*** QUOTED TEXT ***

April 22, 2022

Over the last few years, I have had the honor of participating as staff for Iowa Project AWARE. I sift through all of the trash that volunteers find in the river — glass, plastic, metal, tires and the odd assortment of unusual items. I also have the pleasure of chatting with volunteers at the end of their day. Giddy, joyful even though they may be covered in mud and weary from paddling, they bubble over with talk of the float, fun on the river, new friendships made, and surprise at how some Iowans treat our waterways. Even veteran volunteers have new stories to share and they range from the beauty of a Great Blue Heron to the weight of a washing machine they pulled out of the river. This week-long event connects people to our waterways. They see both the beauty and the trash and for many, this dichotomy builds a passion to do something about it. Perhaps they just share with their neighbors or decide to volunteer again next year or go so far as to organize and host their own clean-up on another stretch of water. Whatever the outcome, they leave changed and ready to make a difference.

*** MATERIAL SUPPLIED ***

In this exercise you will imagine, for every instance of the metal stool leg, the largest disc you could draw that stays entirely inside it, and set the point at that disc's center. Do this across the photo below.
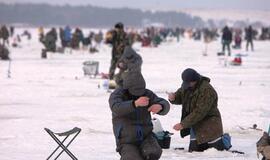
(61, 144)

***
*** MATERIAL SUPPLIED ***

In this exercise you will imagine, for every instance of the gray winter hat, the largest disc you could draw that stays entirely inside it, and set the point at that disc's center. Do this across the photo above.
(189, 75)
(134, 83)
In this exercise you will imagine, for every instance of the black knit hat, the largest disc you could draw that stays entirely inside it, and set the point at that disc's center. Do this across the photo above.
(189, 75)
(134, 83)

***
*** MATERIAL SUPPLIED ***

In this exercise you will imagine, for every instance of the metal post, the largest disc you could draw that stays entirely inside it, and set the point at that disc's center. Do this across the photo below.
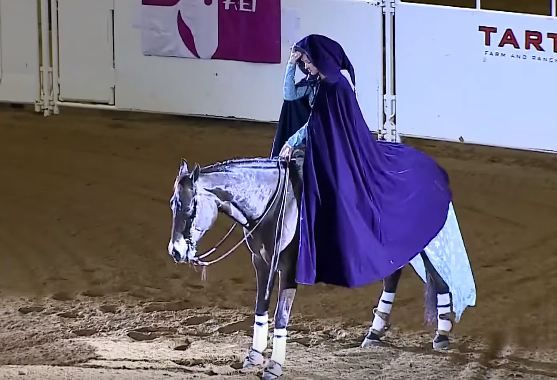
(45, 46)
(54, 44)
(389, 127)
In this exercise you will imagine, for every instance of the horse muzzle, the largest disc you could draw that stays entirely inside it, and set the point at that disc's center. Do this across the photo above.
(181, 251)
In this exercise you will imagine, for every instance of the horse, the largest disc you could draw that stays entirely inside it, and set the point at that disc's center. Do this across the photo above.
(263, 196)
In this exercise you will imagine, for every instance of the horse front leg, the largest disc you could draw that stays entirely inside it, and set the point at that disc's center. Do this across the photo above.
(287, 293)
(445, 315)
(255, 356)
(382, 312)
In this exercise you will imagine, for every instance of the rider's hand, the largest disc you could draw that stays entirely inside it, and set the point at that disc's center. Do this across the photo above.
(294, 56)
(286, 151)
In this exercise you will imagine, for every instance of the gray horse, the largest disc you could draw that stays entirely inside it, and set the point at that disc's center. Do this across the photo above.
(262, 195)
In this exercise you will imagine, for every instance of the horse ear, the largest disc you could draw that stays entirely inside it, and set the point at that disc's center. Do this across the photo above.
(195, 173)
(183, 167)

***

(PROBLEMS TO SOLVE):
1: List every action the Project AWARE text suggests volunteers might take after the event.
2: Continue the Project AWARE text from its last sentence.

(EXERCISE RESPONSES):
1:
- Share with their neighbors
- Decide to volunteer again next year
- Organize and host their own clean-up on another stretch of water

2:
There are three primary reasons to protect our waterways. Many Iowa cities still draw drinking water from our creeks and streams. Protecting this resource is vital to human health. Additionally, water-based recreational activities are an economic driver in our state. According to Iowa State researchers, recreationists spent over a billion dollars in 2019 on lake recreation alone. As citizens of this planet, we have an ethical responsibility to protect the delicate balance that supports the uniqueness of all life.


The most important thing paddlers can do for our waterways is vote for conservation. In 2010 more than 60% of Iowans voted to create Iowa’s Water and Land Legacy (IWILL) fund. Since then, the Iowa Legislature has chosen not to raise the state sales tax, leaving the fund empty. This was TEN years ago. Voting for representation that will work to fulfill this promise is vital to the continued protection of our waterways.


The 2021 Iowa Project AWARE  included:

  • 49 River Miles
  • 319 Total Participants
  • 31,698 (15.8 tons) Trash & Recyclables Collected

You can register for the 2022 Iowa Project AWARE here.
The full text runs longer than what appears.